Michael Chabon’s “The Yiddish Policemen’s Union” reads like Harry Turtledove and Mordecai Richler conspired to remake the movie “Chinatown”. (And maybe they consulted Philip K. Dick along the way, with just a dash – just a dash, mind you - of Clavell’s “Shogun”.)
It’s an alternate universe tale, set in the 21st Century on an Earth where the attempt to establish Israel in the late 1940’s failed. Routed by the Arabs, the Jews fled to North America, where a territory was set aside for them on the Alaskan Panhandle. But there’s a catch, the District of Sitka, as it’s known, is only temporary. As the story opens, the 60 year lease on the land is about to expire and residents face another Diaspora.
It’s also a classic gumshoe tale, the story of Detective Meyer Landsman, crack homicide investigator, trying to solve the murder of a heroin-addicted chess genius who lived just a few floors below him in his seedy hotel. To do so, Landsman has to navigate his way through powerful crime syndicates, religious conspiracies, revolutionary dreams, government intrigue and plain old bureaucracy.
====
Tasks to perform:
**a.** According to the book review, how long is the lease on the District of Sitka?
**b.** Carry on the book review from where it stops.
The material is separate from the book review.
====
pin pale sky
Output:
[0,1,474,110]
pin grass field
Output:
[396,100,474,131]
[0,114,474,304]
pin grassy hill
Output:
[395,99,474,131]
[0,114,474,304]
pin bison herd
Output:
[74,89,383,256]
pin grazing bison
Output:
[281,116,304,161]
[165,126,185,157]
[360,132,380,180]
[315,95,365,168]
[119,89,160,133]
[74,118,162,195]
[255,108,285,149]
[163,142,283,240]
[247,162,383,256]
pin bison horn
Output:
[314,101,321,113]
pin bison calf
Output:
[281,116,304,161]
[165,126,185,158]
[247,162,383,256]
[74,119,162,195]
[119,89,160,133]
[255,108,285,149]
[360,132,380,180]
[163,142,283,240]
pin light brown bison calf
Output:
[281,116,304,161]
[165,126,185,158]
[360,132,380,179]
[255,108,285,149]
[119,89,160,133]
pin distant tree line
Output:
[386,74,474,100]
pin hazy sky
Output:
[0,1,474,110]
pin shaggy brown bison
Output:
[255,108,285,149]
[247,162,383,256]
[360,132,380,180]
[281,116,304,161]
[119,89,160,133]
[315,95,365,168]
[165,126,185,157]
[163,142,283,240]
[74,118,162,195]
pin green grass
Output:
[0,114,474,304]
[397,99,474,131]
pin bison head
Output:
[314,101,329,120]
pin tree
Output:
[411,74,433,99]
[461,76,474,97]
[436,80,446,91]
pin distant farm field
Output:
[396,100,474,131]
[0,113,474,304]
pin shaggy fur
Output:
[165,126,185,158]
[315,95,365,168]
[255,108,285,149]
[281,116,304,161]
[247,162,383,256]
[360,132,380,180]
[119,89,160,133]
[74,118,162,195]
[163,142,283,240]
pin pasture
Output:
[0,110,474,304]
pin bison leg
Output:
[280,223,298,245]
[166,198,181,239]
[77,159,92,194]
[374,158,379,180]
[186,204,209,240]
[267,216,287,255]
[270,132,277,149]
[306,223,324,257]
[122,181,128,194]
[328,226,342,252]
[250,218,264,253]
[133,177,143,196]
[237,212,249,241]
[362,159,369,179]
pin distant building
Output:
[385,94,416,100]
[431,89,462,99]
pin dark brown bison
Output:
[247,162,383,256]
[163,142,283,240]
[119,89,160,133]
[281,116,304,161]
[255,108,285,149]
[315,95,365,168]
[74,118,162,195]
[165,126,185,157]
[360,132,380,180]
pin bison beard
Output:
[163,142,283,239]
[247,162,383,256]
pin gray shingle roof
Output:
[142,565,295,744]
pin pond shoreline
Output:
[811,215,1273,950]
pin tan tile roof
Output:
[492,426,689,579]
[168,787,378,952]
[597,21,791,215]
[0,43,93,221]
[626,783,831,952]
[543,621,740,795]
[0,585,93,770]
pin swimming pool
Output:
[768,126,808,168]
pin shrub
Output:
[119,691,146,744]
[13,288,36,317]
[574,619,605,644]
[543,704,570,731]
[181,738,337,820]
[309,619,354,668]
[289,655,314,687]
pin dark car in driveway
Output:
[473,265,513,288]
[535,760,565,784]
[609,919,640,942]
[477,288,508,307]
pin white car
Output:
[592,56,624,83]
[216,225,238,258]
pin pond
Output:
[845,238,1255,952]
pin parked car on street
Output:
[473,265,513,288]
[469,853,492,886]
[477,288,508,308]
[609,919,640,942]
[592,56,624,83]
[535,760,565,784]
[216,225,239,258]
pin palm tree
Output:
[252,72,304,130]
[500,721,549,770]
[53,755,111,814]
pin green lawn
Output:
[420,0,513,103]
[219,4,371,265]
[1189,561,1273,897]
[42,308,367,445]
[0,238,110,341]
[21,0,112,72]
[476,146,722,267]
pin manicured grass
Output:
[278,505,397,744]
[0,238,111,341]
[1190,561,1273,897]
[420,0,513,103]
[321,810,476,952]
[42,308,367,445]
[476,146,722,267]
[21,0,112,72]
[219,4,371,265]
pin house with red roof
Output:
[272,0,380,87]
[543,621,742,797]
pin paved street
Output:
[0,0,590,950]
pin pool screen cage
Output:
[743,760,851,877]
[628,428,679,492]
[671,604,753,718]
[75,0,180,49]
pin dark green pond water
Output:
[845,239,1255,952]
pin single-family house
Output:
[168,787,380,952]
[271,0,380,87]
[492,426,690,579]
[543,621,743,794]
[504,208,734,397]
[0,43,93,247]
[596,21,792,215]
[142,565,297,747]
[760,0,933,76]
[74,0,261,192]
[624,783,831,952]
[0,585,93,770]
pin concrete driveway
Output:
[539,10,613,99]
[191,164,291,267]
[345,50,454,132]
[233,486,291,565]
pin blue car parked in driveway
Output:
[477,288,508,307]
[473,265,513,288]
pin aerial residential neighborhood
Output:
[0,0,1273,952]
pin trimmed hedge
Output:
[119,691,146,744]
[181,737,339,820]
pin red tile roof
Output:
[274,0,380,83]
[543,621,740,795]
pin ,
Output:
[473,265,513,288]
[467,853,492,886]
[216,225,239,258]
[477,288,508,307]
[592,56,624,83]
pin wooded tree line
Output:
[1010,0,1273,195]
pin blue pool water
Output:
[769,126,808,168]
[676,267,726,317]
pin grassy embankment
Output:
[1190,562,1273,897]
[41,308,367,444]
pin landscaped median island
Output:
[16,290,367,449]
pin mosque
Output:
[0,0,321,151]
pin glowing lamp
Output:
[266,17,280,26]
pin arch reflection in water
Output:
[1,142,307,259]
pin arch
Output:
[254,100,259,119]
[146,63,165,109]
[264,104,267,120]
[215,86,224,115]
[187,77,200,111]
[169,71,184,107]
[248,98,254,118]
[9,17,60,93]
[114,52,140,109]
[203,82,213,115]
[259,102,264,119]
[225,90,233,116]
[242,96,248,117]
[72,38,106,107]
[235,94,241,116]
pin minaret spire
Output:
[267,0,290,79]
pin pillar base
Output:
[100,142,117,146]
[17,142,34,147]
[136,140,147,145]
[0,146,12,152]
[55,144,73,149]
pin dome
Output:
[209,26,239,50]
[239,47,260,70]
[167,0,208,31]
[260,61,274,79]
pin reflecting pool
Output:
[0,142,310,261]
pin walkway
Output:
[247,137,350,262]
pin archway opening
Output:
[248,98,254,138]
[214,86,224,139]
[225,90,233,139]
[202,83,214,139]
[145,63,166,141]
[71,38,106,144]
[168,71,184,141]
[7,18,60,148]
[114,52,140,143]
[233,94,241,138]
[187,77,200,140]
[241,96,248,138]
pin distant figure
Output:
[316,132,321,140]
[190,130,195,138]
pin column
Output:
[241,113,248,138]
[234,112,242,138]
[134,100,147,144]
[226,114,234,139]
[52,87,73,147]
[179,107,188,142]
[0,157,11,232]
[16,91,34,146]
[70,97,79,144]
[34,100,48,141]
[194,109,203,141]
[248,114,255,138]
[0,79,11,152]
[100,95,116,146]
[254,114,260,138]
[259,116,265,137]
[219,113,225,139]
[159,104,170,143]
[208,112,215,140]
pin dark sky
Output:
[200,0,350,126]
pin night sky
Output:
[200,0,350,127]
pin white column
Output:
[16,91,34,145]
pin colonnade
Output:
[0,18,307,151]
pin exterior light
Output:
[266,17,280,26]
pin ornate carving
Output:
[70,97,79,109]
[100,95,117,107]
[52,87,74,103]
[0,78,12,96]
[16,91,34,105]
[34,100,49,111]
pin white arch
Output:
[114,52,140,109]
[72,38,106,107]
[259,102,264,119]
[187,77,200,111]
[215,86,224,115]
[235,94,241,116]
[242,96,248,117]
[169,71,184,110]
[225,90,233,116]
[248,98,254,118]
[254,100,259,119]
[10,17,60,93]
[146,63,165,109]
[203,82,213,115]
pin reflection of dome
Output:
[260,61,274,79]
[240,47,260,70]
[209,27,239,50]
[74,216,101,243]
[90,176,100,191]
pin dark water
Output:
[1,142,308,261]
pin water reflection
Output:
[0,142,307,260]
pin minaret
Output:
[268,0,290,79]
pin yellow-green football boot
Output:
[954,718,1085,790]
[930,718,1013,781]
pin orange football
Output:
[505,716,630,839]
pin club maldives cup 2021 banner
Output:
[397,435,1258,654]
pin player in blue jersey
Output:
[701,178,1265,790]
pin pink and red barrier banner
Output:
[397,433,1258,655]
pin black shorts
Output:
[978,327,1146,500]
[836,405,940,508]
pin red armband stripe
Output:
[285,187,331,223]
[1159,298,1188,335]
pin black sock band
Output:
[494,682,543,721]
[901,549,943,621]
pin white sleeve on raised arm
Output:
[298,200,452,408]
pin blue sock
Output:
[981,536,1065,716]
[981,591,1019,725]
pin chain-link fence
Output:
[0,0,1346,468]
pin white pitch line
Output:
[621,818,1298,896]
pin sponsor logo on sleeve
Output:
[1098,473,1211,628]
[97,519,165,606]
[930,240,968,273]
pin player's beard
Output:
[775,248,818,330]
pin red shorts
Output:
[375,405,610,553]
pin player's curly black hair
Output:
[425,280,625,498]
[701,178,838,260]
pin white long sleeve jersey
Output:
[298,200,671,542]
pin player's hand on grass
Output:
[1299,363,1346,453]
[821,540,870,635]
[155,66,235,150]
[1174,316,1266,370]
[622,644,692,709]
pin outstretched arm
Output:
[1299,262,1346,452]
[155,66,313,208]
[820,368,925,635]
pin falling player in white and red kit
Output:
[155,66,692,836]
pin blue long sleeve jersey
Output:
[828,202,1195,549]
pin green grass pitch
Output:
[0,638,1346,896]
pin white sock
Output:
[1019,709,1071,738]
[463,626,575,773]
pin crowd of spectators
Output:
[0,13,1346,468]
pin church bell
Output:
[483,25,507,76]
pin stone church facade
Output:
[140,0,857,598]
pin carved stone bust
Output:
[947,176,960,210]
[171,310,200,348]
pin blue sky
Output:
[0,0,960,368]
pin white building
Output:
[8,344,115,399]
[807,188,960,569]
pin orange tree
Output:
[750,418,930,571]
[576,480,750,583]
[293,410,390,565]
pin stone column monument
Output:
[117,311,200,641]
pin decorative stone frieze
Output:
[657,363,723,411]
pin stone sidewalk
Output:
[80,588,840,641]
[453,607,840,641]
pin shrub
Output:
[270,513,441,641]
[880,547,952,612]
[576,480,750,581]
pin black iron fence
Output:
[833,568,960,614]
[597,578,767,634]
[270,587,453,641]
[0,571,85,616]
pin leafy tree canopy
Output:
====
Exercise results:
**a.** 60 years.

**b.**
And it’s the story of a man trying to redeem himself. Landsman is a manic-depressive alcoholic who bucks authority and lives in a ratty apartment. He’s mourning a failed marriage and a dead sister and has unresolved issues from his childhood.
There is a pervasive sense of loomings (to borrow from the title of chapter 1 of Melville’s “Moby Dick”) in this book. The mountains, forest and sea hem-in the District on all sides. Time is running out for the District as the settlement expiry draws near and a people are unsure of their fate. Shadowy forces conspire for their own ends. There signs of passage indicating the divine may have been lurking about. Men are haunted by their childhoods. Amidst all this, how is one man supposed to sort out his own shit? Yet he doggedly moves in that direction, towards rebuilding himself. Landsman’s story becomes one of survival, and so, in a way, the story of his people.
“The Yiddish Policemen’s Union” is a methodical book that plays out it its own time, like two old friends facing-off across a chess board.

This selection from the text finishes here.